◆ Problem details: Can you format every line of the items below as a Markdown table with a Row column for the row number and a Text column for the line, leaving out blank lines? Leave the pictures out of your answer.

◆ Material supplied:
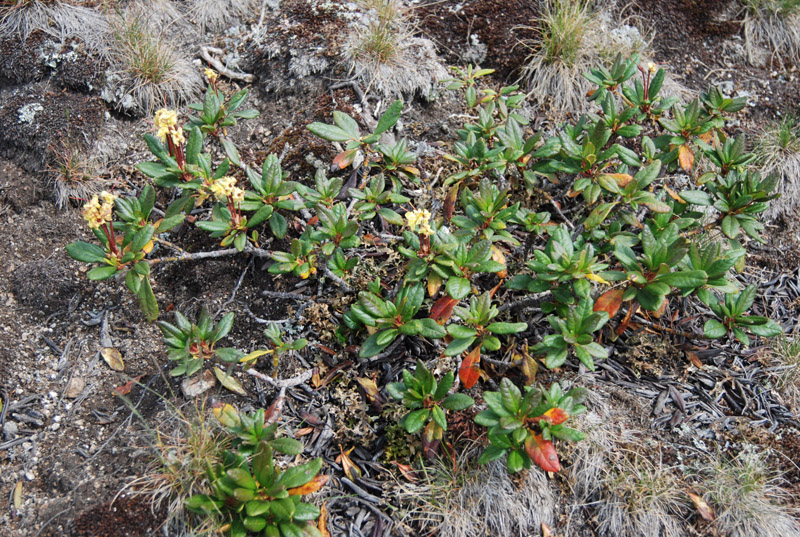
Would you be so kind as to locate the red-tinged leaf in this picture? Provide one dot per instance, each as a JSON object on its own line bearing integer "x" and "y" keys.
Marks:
{"x": 609, "y": 302}
{"x": 312, "y": 486}
{"x": 407, "y": 471}
{"x": 556, "y": 416}
{"x": 469, "y": 372}
{"x": 345, "y": 158}
{"x": 322, "y": 521}
{"x": 450, "y": 202}
{"x": 543, "y": 453}
{"x": 442, "y": 309}
{"x": 685, "y": 158}
{"x": 126, "y": 388}
{"x": 703, "y": 509}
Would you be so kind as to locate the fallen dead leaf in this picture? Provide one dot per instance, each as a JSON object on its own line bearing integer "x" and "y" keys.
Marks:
{"x": 703, "y": 509}
{"x": 113, "y": 358}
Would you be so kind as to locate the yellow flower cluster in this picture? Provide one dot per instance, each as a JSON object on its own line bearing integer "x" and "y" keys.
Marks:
{"x": 419, "y": 221}
{"x": 96, "y": 213}
{"x": 211, "y": 75}
{"x": 224, "y": 187}
{"x": 167, "y": 122}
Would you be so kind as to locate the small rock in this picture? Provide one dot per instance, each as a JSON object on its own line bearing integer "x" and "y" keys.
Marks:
{"x": 75, "y": 387}
{"x": 198, "y": 384}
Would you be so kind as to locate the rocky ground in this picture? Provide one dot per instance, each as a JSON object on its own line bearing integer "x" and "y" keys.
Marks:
{"x": 70, "y": 444}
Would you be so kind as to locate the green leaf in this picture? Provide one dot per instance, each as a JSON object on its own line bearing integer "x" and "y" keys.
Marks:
{"x": 714, "y": 329}
{"x": 329, "y": 132}
{"x": 414, "y": 421}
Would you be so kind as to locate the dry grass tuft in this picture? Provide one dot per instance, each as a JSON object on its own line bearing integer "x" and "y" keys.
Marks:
{"x": 480, "y": 500}
{"x": 786, "y": 355}
{"x": 57, "y": 19}
{"x": 152, "y": 69}
{"x": 185, "y": 445}
{"x": 748, "y": 498}
{"x": 774, "y": 26}
{"x": 642, "y": 499}
{"x": 387, "y": 57}
{"x": 73, "y": 174}
{"x": 574, "y": 37}
{"x": 778, "y": 148}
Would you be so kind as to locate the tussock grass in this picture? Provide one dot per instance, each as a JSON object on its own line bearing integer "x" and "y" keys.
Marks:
{"x": 748, "y": 498}
{"x": 642, "y": 498}
{"x": 778, "y": 148}
{"x": 73, "y": 175}
{"x": 479, "y": 500}
{"x": 57, "y": 19}
{"x": 153, "y": 69}
{"x": 185, "y": 444}
{"x": 773, "y": 25}
{"x": 786, "y": 355}
{"x": 383, "y": 52}
{"x": 573, "y": 37}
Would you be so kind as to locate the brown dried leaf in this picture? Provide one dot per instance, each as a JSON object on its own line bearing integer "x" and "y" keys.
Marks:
{"x": 703, "y": 509}
{"x": 407, "y": 471}
{"x": 350, "y": 469}
{"x": 113, "y": 358}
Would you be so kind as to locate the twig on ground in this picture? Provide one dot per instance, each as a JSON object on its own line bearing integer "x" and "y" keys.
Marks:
{"x": 340, "y": 282}
{"x": 258, "y": 252}
{"x": 524, "y": 302}
{"x": 287, "y": 383}
{"x": 205, "y": 53}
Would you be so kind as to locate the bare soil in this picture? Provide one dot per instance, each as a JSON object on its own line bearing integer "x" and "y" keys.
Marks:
{"x": 73, "y": 443}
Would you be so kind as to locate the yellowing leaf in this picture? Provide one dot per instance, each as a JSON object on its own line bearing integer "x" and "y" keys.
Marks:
{"x": 229, "y": 382}
{"x": 703, "y": 509}
{"x": 253, "y": 356}
{"x": 312, "y": 486}
{"x": 227, "y": 415}
{"x": 349, "y": 467}
{"x": 113, "y": 358}
{"x": 434, "y": 283}
{"x": 685, "y": 158}
{"x": 18, "y": 495}
{"x": 596, "y": 278}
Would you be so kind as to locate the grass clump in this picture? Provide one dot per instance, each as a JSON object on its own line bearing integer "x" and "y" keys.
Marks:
{"x": 479, "y": 500}
{"x": 151, "y": 66}
{"x": 573, "y": 36}
{"x": 383, "y": 52}
{"x": 772, "y": 31}
{"x": 786, "y": 353}
{"x": 748, "y": 498}
{"x": 73, "y": 174}
{"x": 778, "y": 149}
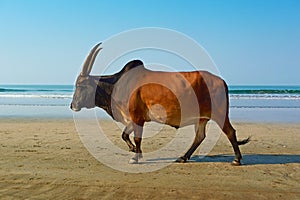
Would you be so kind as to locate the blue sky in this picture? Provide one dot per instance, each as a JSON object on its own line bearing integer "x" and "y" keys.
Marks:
{"x": 252, "y": 42}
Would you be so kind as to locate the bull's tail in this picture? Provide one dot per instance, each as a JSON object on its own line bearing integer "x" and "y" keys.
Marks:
{"x": 245, "y": 141}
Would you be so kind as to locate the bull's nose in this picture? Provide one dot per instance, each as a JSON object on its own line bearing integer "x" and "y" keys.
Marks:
{"x": 74, "y": 108}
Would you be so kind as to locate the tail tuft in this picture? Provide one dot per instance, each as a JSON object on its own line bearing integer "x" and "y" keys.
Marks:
{"x": 245, "y": 141}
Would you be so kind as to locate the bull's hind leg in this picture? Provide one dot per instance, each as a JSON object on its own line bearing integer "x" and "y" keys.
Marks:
{"x": 200, "y": 135}
{"x": 125, "y": 136}
{"x": 231, "y": 135}
{"x": 138, "y": 132}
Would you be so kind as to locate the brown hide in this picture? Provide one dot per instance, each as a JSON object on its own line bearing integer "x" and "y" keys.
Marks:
{"x": 174, "y": 98}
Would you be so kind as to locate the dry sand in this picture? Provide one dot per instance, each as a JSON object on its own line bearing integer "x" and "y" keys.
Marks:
{"x": 45, "y": 159}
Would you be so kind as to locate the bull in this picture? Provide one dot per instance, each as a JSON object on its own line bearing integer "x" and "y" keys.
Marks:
{"x": 137, "y": 95}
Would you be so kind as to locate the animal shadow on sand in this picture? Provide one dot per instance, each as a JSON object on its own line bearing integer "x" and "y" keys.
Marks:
{"x": 251, "y": 159}
{"x": 248, "y": 159}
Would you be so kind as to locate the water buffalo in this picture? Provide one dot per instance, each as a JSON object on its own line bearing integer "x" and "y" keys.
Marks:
{"x": 136, "y": 95}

◆ Task answer:
| Row | Text |
|---|---|
| 1 | Would you be so kind as to locate the red-tinged leaf in this picture? Provide one dot per instance, each as a JSON object on its own line bearing integer "x" and "y" keys. |
| 2 | Marks: |
| 3 | {"x": 609, "y": 302} |
| 4 | {"x": 312, "y": 486} |
| 5 | {"x": 407, "y": 471} |
| 6 | {"x": 556, "y": 416} |
| 7 | {"x": 469, "y": 372} |
| 8 | {"x": 345, "y": 158} |
| 9 | {"x": 322, "y": 521} |
| 10 | {"x": 450, "y": 202} |
| 11 | {"x": 543, "y": 453} |
| 12 | {"x": 442, "y": 309} |
| 13 | {"x": 685, "y": 158} |
| 14 | {"x": 126, "y": 388} |
| 15 | {"x": 703, "y": 509} |
| 16 | Would you be so kind as to locate the fallen dead leaf in this picture? Provide one dot per instance, each as a JSON object on its own line bearing integer "x" and "y" keys. |
| 17 | Marks: |
| 18 | {"x": 703, "y": 509} |
| 19 | {"x": 113, "y": 358} |
| 20 | Would you be so kind as to locate the yellow flower cluster in this picture? Provide one dot per instance, each as a JSON object on its own line bearing integer "x" and "y" keys. |
| 21 | Marks: |
| 22 | {"x": 419, "y": 221} |
| 23 | {"x": 96, "y": 213} |
| 24 | {"x": 211, "y": 75} |
| 25 | {"x": 224, "y": 187} |
| 26 | {"x": 167, "y": 122} |
| 27 | Would you be so kind as to locate the small rock in this picture? Provide one dot per instance, each as a JSON object on its own line bearing integer "x" and "y" keys. |
| 28 | Marks: |
| 29 | {"x": 75, "y": 387} |
| 30 | {"x": 198, "y": 384} |
| 31 | Would you be so kind as to locate the rocky ground in this picture? Provide one dot per instance, each as a JSON object on its own line bearing integer "x" and "y" keys. |
| 32 | Marks: |
| 33 | {"x": 70, "y": 444} |
| 34 | Would you be so kind as to locate the green leaf in this picture? Provide one dot per instance, each as a JSON object on its own line bearing integer "x" and "y" keys. |
| 35 | Marks: |
| 36 | {"x": 714, "y": 329} |
| 37 | {"x": 329, "y": 132} |
| 38 | {"x": 414, "y": 421} |
| 39 | Would you be so kind as to locate the dry grass tuft in this picture? Provide one dot per instance, each as a JSON object on its own line bearing integer "x" and "y" keys. |
| 40 | Marks: |
| 41 | {"x": 480, "y": 500} |
| 42 | {"x": 786, "y": 355} |
| 43 | {"x": 57, "y": 19} |
| 44 | {"x": 152, "y": 69} |
| 45 | {"x": 185, "y": 445} |
| 46 | {"x": 748, "y": 498} |
| 47 | {"x": 774, "y": 26} |
| 48 | {"x": 642, "y": 499} |
| 49 | {"x": 387, "y": 57} |
| 50 | {"x": 73, "y": 174} |
| 51 | {"x": 574, "y": 37} |
| 52 | {"x": 778, "y": 148} |
| 53 | Would you be so kind as to locate the tussock grass in this picture? Provide one dot per instance, each as a JSON object on its own line bearing integer "x" and "y" keys. |
| 54 | Marks: |
| 55 | {"x": 748, "y": 498} |
| 56 | {"x": 642, "y": 498} |
| 57 | {"x": 778, "y": 148} |
| 58 | {"x": 73, "y": 175} |
| 59 | {"x": 479, "y": 500} |
| 60 | {"x": 57, "y": 19} |
| 61 | {"x": 153, "y": 69} |
| 62 | {"x": 185, "y": 444} |
| 63 | {"x": 773, "y": 25} |
| 64 | {"x": 786, "y": 355} |
| 65 | {"x": 383, "y": 52} |
| 66 | {"x": 573, "y": 37} |
| 67 | Would you be so kind as to locate the brown dried leaf in this picture? Provide one dot per instance, each as a JSON object on its own line bearing integer "x" and "y" keys. |
| 68 | Marks: |
| 69 | {"x": 703, "y": 509} |
| 70 | {"x": 407, "y": 471} |
| 71 | {"x": 350, "y": 469} |
| 72 | {"x": 113, "y": 358} |
| 73 | Would you be so kind as to locate the twig on ground in this picture? Provide one dot per instance, each as a JSON object on its own line bearing integer "x" and "y" keys. |
| 74 | Marks: |
| 75 | {"x": 340, "y": 282} |
| 76 | {"x": 258, "y": 252} |
| 77 | {"x": 524, "y": 302} |
| 78 | {"x": 287, "y": 383} |
| 79 | {"x": 205, "y": 53} |
| 80 | Would you be so kind as to locate the bare soil in this picture? Provide one dot per instance, each as a JSON object on its own line bearing integer "x" and "y" keys. |
| 81 | Marks: |
| 82 | {"x": 73, "y": 443} |
| 83 | Would you be so kind as to locate the yellowing leaf in this picture? Provide one dot per instance, each as a JSON object on its own line bearing integer "x" and "y" keys. |
| 84 | Marks: |
| 85 | {"x": 229, "y": 382} |
| 86 | {"x": 703, "y": 509} |
| 87 | {"x": 253, "y": 356} |
| 88 | {"x": 312, "y": 486} |
| 89 | {"x": 227, "y": 415} |
| 90 | {"x": 349, "y": 467} |
| 91 | {"x": 113, "y": 358} |
| 92 | {"x": 434, "y": 283} |
| 93 | {"x": 685, "y": 158} |
| 94 | {"x": 18, "y": 495} |
| 95 | {"x": 596, "y": 278} |
| 96 | Would you be so kind as to locate the grass clump in this picture? Provide one dot per instance, each as a JSON object on its own line bearing integer "x" and "y" keys. |
| 97 | Marks: |
| 98 | {"x": 479, "y": 500} |
| 99 | {"x": 151, "y": 66} |
| 100 | {"x": 573, "y": 36} |
| 101 | {"x": 383, "y": 52} |
| 102 | {"x": 772, "y": 31} |
| 103 | {"x": 786, "y": 353} |
| 104 | {"x": 748, "y": 498} |
| 105 | {"x": 73, "y": 174} |
| 106 | {"x": 778, "y": 149} |
| 107 | Would you be so kind as to locate the blue sky in this picture? Provide one dot per instance, each as a JSON object on its own line bearing integer "x" and "y" keys. |
| 108 | Marks: |
| 109 | {"x": 252, "y": 42} |
| 110 | Would you be so kind as to locate the bull's tail in this picture? Provide one dot per instance, each as a JSON object on its own line bearing integer "x" and "y" keys. |
| 111 | Marks: |
| 112 | {"x": 245, "y": 141} |
| 113 | Would you be so kind as to locate the bull's nose in this picture? Provide one dot per instance, each as a JSON object on its own line bearing integer "x" and "y" keys. |
| 114 | Marks: |
| 115 | {"x": 74, "y": 108} |
| 116 | Would you be so kind as to locate the tail tuft in this picture? Provide one dot per instance, each as a JSON object on its own line bearing integer "x" and "y" keys. |
| 117 | Marks: |
| 118 | {"x": 245, "y": 141} |
| 119 | Would you be so kind as to locate the bull's hind leg in this picture? Provide one dot per instance, each as a JSON object on its own line bearing integer "x" and "y" keys. |
| 120 | Marks: |
| 121 | {"x": 200, "y": 135} |
| 122 | {"x": 125, "y": 136} |
| 123 | {"x": 231, "y": 135} |
| 124 | {"x": 138, "y": 132} |
| 125 | Would you be so kind as to locate the brown hide in this picture? Provide one dot per instance, each as a JSON object on its own line bearing integer "x" and "y" keys. |
| 126 | Marks: |
| 127 | {"x": 174, "y": 98} |
| 128 | Would you be so kind as to locate the dry sand in this picture? Provide one dot per instance, each as a JSON object on its own line bearing integer "x" and "y" keys. |
| 129 | Marks: |
| 130 | {"x": 45, "y": 159} |
| 131 | Would you be so kind as to locate the bull in this picture? Provide one dot per instance, each as a JSON object on its own line bearing integer "x" and "y" keys. |
| 132 | Marks: |
| 133 | {"x": 137, "y": 95} |
| 134 | Would you be so kind as to locate the animal shadow on sand in this picture? Provide one dot per instance, each as a JSON object on its own line bearing integer "x" and "y" keys. |
| 135 | Marks: |
| 136 | {"x": 251, "y": 159} |
| 137 | {"x": 248, "y": 159} |
| 138 | Would you be so kind as to locate the water buffalo in this picture? Provide one dot per instance, each as a JSON object on its own line bearing integer "x" and "y" keys. |
| 139 | Marks: |
| 140 | {"x": 136, "y": 95} |